- Exercise details: Return the records in full, exactly as given.

- Data for analysis:
--------------------
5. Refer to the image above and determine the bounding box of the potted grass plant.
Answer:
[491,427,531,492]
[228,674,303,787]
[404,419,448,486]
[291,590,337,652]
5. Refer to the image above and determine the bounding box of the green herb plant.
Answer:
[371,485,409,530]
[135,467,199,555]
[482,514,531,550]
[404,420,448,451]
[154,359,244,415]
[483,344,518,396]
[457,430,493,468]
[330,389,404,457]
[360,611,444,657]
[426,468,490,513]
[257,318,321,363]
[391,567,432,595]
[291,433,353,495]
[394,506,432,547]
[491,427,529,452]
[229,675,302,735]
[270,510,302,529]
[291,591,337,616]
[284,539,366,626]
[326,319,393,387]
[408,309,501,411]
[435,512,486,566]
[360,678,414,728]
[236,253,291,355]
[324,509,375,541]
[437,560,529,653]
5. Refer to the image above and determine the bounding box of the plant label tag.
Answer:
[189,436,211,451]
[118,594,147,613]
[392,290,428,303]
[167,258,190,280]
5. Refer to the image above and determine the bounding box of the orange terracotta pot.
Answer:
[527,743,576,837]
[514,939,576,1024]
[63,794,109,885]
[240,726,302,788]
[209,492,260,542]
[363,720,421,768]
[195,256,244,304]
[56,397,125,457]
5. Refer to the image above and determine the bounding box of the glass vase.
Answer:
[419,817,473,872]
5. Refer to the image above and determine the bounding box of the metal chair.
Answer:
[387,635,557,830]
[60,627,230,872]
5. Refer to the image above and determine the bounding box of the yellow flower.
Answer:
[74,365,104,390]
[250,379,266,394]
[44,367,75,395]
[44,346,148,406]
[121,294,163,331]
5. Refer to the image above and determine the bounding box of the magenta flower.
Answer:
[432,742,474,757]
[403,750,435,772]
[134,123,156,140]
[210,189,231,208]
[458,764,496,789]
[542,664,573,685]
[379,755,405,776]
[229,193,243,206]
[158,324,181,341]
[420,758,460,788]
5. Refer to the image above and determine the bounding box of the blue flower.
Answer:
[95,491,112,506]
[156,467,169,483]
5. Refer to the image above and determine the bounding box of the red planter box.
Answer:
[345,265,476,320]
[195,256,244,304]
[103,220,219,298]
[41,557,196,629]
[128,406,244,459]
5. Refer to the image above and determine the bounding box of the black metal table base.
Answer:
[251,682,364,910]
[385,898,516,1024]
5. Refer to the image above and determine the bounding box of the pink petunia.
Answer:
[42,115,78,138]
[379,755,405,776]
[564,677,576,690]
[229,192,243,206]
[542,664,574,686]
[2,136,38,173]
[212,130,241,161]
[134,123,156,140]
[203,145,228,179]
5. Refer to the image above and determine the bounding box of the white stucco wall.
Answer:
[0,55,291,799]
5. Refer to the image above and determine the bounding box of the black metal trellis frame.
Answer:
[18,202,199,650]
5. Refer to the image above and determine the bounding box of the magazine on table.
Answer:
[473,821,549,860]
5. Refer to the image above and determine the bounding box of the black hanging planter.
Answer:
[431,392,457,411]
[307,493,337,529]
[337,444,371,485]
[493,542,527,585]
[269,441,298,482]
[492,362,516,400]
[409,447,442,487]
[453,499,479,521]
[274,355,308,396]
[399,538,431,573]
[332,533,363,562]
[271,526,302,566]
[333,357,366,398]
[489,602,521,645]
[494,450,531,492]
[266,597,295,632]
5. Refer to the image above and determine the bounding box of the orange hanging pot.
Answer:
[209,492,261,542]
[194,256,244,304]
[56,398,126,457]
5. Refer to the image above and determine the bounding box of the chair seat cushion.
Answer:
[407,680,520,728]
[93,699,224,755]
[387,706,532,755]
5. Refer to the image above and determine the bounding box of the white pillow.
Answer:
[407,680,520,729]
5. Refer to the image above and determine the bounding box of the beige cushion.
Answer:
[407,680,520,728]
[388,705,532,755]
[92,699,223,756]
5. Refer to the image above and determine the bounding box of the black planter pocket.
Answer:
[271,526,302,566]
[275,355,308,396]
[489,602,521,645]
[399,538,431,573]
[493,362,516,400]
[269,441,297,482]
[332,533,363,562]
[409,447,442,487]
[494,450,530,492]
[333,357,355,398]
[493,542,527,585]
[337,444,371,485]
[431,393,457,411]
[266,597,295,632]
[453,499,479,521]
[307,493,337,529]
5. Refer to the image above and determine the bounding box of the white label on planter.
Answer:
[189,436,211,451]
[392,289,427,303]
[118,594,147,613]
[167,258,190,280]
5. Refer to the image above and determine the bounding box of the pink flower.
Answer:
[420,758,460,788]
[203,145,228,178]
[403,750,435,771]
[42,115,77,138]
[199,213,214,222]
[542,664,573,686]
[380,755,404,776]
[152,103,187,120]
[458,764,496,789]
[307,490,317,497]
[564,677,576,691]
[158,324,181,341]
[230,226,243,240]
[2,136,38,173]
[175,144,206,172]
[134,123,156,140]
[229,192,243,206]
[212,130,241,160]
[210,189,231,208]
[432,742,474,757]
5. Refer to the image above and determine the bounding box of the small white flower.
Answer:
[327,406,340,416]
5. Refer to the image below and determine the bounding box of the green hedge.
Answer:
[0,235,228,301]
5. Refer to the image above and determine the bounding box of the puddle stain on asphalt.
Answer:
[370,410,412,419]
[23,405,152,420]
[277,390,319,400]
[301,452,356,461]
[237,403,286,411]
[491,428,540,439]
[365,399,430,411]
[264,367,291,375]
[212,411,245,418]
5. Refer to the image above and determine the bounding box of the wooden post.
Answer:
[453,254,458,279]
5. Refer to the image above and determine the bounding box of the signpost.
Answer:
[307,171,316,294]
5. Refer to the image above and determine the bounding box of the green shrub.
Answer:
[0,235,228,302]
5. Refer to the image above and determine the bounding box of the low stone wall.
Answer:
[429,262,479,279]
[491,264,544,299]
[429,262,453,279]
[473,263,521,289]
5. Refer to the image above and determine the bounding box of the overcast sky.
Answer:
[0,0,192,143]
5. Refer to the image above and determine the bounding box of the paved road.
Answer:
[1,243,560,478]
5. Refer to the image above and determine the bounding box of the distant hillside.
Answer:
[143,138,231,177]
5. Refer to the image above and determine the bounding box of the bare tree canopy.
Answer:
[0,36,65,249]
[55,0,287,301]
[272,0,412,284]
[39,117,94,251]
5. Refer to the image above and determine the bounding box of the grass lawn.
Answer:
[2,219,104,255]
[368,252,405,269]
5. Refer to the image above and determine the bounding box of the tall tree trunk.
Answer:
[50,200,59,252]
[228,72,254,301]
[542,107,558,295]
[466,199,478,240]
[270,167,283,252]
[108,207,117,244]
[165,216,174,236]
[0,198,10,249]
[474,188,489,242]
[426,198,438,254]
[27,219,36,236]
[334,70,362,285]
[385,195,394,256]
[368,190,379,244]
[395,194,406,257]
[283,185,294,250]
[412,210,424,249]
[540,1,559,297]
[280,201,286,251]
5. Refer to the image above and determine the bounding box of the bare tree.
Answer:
--------------------
- Answer area:
5. Refer to the image above and determine the bounding box of the potted grass plant.
Answer:
[491,427,531,492]
[228,674,303,787]
[404,419,448,486]
[291,590,337,652]
5. Refer to the image above and determine the bounding box of the green herb plant.
Answer:
[371,485,409,530]
[135,467,199,555]
[482,514,531,550]
[404,420,448,451]
[154,359,244,415]
[483,344,518,396]
[457,430,493,468]
[330,389,404,457]
[360,611,444,657]
[426,468,490,513]
[257,318,321,363]
[391,567,432,595]
[291,433,353,495]
[394,506,432,547]
[491,427,529,452]
[229,675,302,735]
[270,510,302,529]
[291,591,337,616]
[284,539,366,626]
[326,319,393,387]
[408,309,501,411]
[435,512,486,566]
[360,678,414,728]
[236,253,291,355]
[324,509,375,541]
[437,560,529,653]
5. Refer to the image above and determine the bounding box of the plant label tag.
Answer:
[189,436,211,451]
[118,594,147,613]
[392,290,428,303]
[167,258,190,280]
5. Refer to the image above and determine the bounding box of the orange terracotta pot.
Answer:
[527,743,576,837]
[514,939,576,1024]
[63,794,109,885]
[240,726,302,788]
[209,492,260,542]
[363,720,421,768]
[195,256,244,304]
[56,397,125,457]
5. Refer to the image above and determine the bounding box of the glass vase.
Answer:
[419,817,473,872]
5. Refer to the image above and determine the bounding box of the metal chair.
Answer:
[387,635,557,830]
[60,627,230,872]
5. Refer to the image above and determine the bounding box of the yellow flower.
Answer:
[74,365,104,390]
[250,379,266,394]
[44,367,75,395]
[44,346,148,406]
[121,294,163,331]
5. Refer to the image above and determine the bounding box of the magenta flower.
Answer:
[432,742,474,757]
[403,750,435,772]
[134,123,156,140]
[210,189,231,208]
[458,764,496,789]
[542,664,573,685]
[379,755,405,776]
[229,193,243,206]
[158,324,181,341]
[420,758,460,788]
5. Refer to the image above and determine the bounding box of the blue flower.
Answer:
[95,491,112,506]
[156,467,169,483]
5. Refer to the image above and determine the bounding box of the red planter box.
Answer:
[345,265,476,320]
[195,256,244,304]
[103,220,219,298]
[41,557,196,629]
[128,406,244,459]
5. Refer to the image above and determine the bounding box of the black metal table base.
Answer:
[251,682,364,910]
[385,898,516,1024]
5. Refer to the image above and determine the bounding box of the pink petunia.
Answer:
[42,115,78,138]
[379,755,405,776]
[564,677,576,690]
[229,192,243,206]
[542,664,574,686]
[2,136,38,173]
[212,130,241,161]
[134,123,156,140]
[203,145,228,179]
5. Refer to the image above and determine the bounding box of the white stucco wall.
Answer:
[0,55,291,799]
5. Refer to the image above and determine the bounding box of the black metal trellis frame.
Answer:
[18,202,199,650]
5. Refer to the image above and determine the bounding box of the magazine on table.
Answer:
[473,821,549,860]
5. Refer to the image above and determine the bounding box of the black hanging planter.
Answer:
[431,392,457,411]
[307,493,337,529]
[337,444,371,485]
[493,542,527,585]
[269,441,298,482]
[492,362,516,400]
[409,447,442,487]
[453,499,479,521]
[274,355,308,396]
[399,538,431,573]
[332,533,363,562]
[271,526,302,566]
[333,357,366,398]
[489,602,521,645]
[494,450,531,492]
[266,597,295,632]
5. Refer to the image above and determine the bounding box of the orange hanging pot.
Answer:
[209,492,261,542]
[194,256,244,304]
[56,398,126,457]
5. Refer to the image above and determine the bounding box of the chair seat cushion.
Answer:
[407,680,520,728]
[93,699,224,755]
[387,706,532,755]
5. Refer to the image above and determine the bounding box of the white pillow.
Answer:
[407,680,520,729]
5. Refer to the image above and determine the bounding box of the beige cushion.
Answer:
[407,680,520,728]
[388,705,532,755]
[92,699,223,756]
5. Refer to the image above and determine the bounding box of the black planter pocket.
Answer:
[271,526,302,566]
[275,355,308,396]
[489,602,521,645]
[399,538,431,573]
[493,362,516,400]
[269,441,297,482]
[332,533,363,562]
[409,447,442,487]
[494,450,530,492]
[333,357,355,398]
[493,542,527,585]
[337,444,371,485]
[431,393,457,411]
[266,597,295,632]
[453,499,479,521]
[307,493,337,529]
5. Refer to the image above and determine the bounding box of the white label on planter.
Answer:
[189,436,211,451]
[392,289,427,303]
[118,594,147,613]
[167,258,190,280]
5. Refer to the image above and determine the bounding box of the pink flower.
Answer:
[420,758,460,788]
[203,145,228,178]
[403,750,435,771]
[42,115,77,138]
[199,213,214,222]
[542,664,573,686]
[380,755,404,776]
[152,103,187,120]
[458,764,496,789]
[307,490,317,497]
[564,677,576,691]
[158,324,181,341]
[230,226,243,240]
[2,136,38,173]
[175,144,206,172]
[134,123,156,140]
[229,192,243,206]
[212,130,241,160]
[210,189,231,208]
[432,742,474,757]
5. Refer to the image above and determine the bounding box of the small white flower.
Answer:
[327,406,340,416]
5. Refer to the image below and determine the bounding box of the green hedge.
Answer:
[0,235,228,301]
5. Refer to the image above and determine the bounding box of the puddle stain on asphalt.
Answer:
[370,410,412,419]
[23,405,152,420]
[277,390,319,400]
[301,452,356,461]
[237,403,286,411]
[491,428,540,439]
[365,399,430,411]
[264,367,291,375]
[212,411,245,418]
5. Refer to the image above and determine the bounding box of the wooden post.
Answer:
[453,254,458,279]
5. Refer to the image above and determine the bounding box of the signpost.
Answer:
[307,171,316,294]
5. Refer to the image above and determine the bounding box of the green shrub.
Answer:
[0,235,228,302]
5. Refer to the image above and determine the bounding box of the low stone wall.
Answer:
[429,262,479,279]
[491,264,544,299]
[429,262,453,279]
[473,263,521,289]
5. Refer to the image above and determine the bounding box of the overcast sky.
Answer:
[0,0,192,143]
5. Refer to the image above and determine the bounding box of the paved road.
Answer:
[1,243,560,478]
5. Refer to the image above and determine the bounding box of the distant hillside.
Answer:
[143,138,231,177]
5. Refer to the image above and determine the bounding box of the bare tree canopy.
Answer:
[0,36,65,249]
[55,0,287,301]
[272,0,412,284]
[39,117,94,251]
5. Refer to the image above and determine the bounding box of the grass lawn.
Answer:
[2,219,104,255]
[368,252,405,269]
5. Refer to the image above and determine the bounding box of the tall tree trunk.
Answer:
[50,200,59,252]
[228,72,254,301]
[542,107,558,295]
[466,199,478,240]
[270,167,283,252]
[108,207,117,244]
[165,216,174,236]
[0,198,10,249]
[474,188,489,242]
[426,198,438,254]
[27,219,36,236]
[334,70,362,285]
[385,195,394,256]
[368,190,379,244]
[395,194,406,257]
[283,185,294,250]
[412,210,424,249]
[540,1,559,297]
[280,201,286,251]
5. Refer to the image above and determine the bounding box of the bare tree.
Answer:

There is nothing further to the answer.